**PROBLEMS TO SOLVE:**
1. Copy the stretch of the IATA interview from "After regaling the" through "views on this?", changing "Geneva" to "Montreal".
2. Write the next part of the interview with IATA's Director General on Indian aviation, picking up after its final sentence.

**SOURCE EXTRACT:**
╭──

If an airline is losing money and its owners get more capital into it that is simply spent in subsidising operating losses, then you have not solved the problem.

After regaling the global media with songs over a traditional European meal, the newly appointed Director General of the International Air Transport Association (IATA), Tony Tyler took time off to speak to the Business Line on issues connected with Indian aviation in his office in Geneva.

The Indian Government is looking to lower Airport Development Fee (ADF) but the period of levy will increase. What are IATA’s views on this?

We are very much against this whole airport development fee. We do welcome the fact that the Ministry of Civil Aviation is getting involved in this area and instructing the Airports Authority of India not to seek ADF in Chennai and Kolkata and also to reduce ADF in Mumbai and Delhi.

These are significant steps for reducing the cost for passengers in Delhi and Mumbai. But we are concerned that it will go from one hand into the other. The revenue shortfall from one will somehow be offset by the other by increasing airline charges somewhere else. So, we will have to make sure that does not happen. The Ministry has listened to the industry but we wish it would listen a bit more.

╰──

**PROVIDED MATERIAL:**

╭──

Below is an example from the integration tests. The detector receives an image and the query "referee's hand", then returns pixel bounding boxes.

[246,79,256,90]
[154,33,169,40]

╰──

**TASK-BY-TASK RESULTS:**
1.
After regaling the global media with songs over a traditional European meal, the newly appointed Director General of the International Air Transport Association (IATA), Tony Tyler took time off to speak to the Business Line on issues connected with Indian aviation in his office in Montreal.

The Indian Government is looking to lower Airport Development Fee (ADF) but the period of levy will increase. What are IATA’s views on this?

2.
Your predecessor had something called the ‘Wall of Shame’ where Indian airports would invariably figure…

I do not have a wall of shame. There is a time when you need to shout publicly but I prefer to shout privately. If you take an industry body like ours and you take a very strong public position it can tie the hands of the other side that seems to be making concessions to industry pressures.

I think it is better to go see the Minister, as I have done, and explain to him and the officials what the real problem is in strong terms but behind close doors so that they get more room to move. I am new at this game. But I think we have had a few successes. India is one. It seems to be an approach that seems to be working for me.

However, let us not kid ourselves because the Indian airport costs remain a big problem. These are standing in the way of economic growth and development, which is surely what the country wants and needs.

Domestic traffic has been in decline recently. High airport costs have to have something to do with it.

Is the decline in passenger numbers a cause of worry for IATA? What steps, apart from lowering airport charges, will you suggest?

I do not want to comment on what fares should or should not be. If you have higher costs, which they are because of airport charges, fuel taxes and other problems, then you are not going to get an industry that can serve the market as efficiently. If the costs were lower, fares could be lower and the airlines could still make the money that they need for investing in their products and services and for future growth. Costs are definitely a problem.

When you visited Delhi you mentioned that Government aid to Air India (AI) is distorting the market. Given that the market is bouncing back and AI is doing better, is there a change in IATA’s approach?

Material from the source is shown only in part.